Dataset entries:
******************************

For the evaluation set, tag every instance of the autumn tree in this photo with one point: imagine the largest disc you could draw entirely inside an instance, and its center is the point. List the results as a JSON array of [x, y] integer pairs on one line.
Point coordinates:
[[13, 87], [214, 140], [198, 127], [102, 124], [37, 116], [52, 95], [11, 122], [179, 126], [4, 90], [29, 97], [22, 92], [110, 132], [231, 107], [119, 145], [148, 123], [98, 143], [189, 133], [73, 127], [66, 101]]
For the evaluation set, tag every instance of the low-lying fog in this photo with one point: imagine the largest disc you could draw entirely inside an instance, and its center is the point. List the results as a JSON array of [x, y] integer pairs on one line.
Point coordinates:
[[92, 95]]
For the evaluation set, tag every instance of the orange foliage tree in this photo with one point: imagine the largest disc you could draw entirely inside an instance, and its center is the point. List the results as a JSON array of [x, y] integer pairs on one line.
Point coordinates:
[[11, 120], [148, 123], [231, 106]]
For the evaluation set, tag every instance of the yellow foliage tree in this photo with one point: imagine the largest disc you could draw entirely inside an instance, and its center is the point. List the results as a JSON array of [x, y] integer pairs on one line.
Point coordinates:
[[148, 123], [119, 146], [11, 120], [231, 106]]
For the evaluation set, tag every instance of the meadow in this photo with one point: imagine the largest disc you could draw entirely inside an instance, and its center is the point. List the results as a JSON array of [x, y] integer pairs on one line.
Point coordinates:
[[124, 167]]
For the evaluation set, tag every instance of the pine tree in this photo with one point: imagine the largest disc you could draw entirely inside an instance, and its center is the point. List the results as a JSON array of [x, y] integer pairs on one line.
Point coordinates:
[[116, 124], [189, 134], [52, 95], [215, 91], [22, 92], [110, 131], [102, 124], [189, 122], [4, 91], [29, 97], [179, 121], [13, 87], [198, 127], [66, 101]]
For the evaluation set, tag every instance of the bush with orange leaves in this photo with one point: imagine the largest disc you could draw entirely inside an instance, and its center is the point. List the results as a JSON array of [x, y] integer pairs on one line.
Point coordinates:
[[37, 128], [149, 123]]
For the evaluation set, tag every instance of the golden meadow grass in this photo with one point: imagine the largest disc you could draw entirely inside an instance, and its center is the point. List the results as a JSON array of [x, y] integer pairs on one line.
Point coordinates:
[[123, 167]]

******************************

• [EXERCISE BRIEF]
Reproduce every line of these entries word for word.

• [WRITTEN SOLUTION]
For the evaluation set, tag every instance of the autumn tree in this photo with one point: imagine the largest disc you could draw entirely inside an instance, and its center is the point. List the results as a JSON array of [x, y] integer pairs on one line.
Point coordinates:
[[13, 87], [214, 140], [198, 127], [102, 124], [37, 116], [52, 95], [11, 122], [179, 126], [4, 90], [29, 97], [22, 92], [110, 132], [231, 107], [119, 145], [148, 123], [98, 143], [189, 133], [73, 127], [66, 101]]
For the evaluation set, tag every instance of the low-lying fog in this photo with one point: imagine the largest disc you could draw entirely inside an instance, and its center is the point. List the results as a JSON array of [x, y] integer pairs on one line.
Point coordinates:
[[92, 95]]
For the evaluation set, tag every instance of the orange foliage tree in this photo with one point: imagine the largest disc you could draw entirely inside an instance, and its center is the point. List the results as a JSON array of [x, y] integer pairs on one line.
Point coordinates:
[[11, 120], [148, 123], [231, 106]]
For the evaluation set, tag every instance of the yellow foliage tree in this photo with one point: imagine the largest disc you could draw entirely inside an instance, and its center is the point. List the results as a JSON array of [x, y] integer pairs on one line.
Point coordinates:
[[148, 123], [119, 146], [11, 120], [231, 106]]
For the evaluation set, tag every instance of the meadow in this photo with one point: imagine the largest disc you could draw entirely inside an instance, and its center is the point. List the results as a JSON array of [x, y] integer pairs on one line.
Point coordinates:
[[124, 167]]
For the evaluation set, tag every instance of the pine tree in this photo with one point: imagine the largest disc you could draw entirely inside an instance, and its center is the point. List the results as a JSON array of [x, y] integer pairs on one line.
Point coordinates:
[[116, 124], [189, 134], [52, 95], [215, 91], [22, 92], [110, 131], [102, 124], [189, 122], [4, 91], [29, 97], [179, 121], [13, 87], [198, 127], [66, 101]]
For the evaluation set, tag every instance of the bush with orange leaves in this photo with one point: imagine the largest disc you could draw entirely inside an instance, and its center is the point. List the results as a JSON array of [x, y] integer pairs on one line.
Point coordinates:
[[37, 128], [149, 123]]
For the evaluation set, tag every instance of the golden meadow grass in this photo with one point: imagine the largest disc you could draw entirely inside an instance, and its center is the point. List the results as a JSON array of [x, y] integer pairs on one line.
Point coordinates:
[[123, 167]]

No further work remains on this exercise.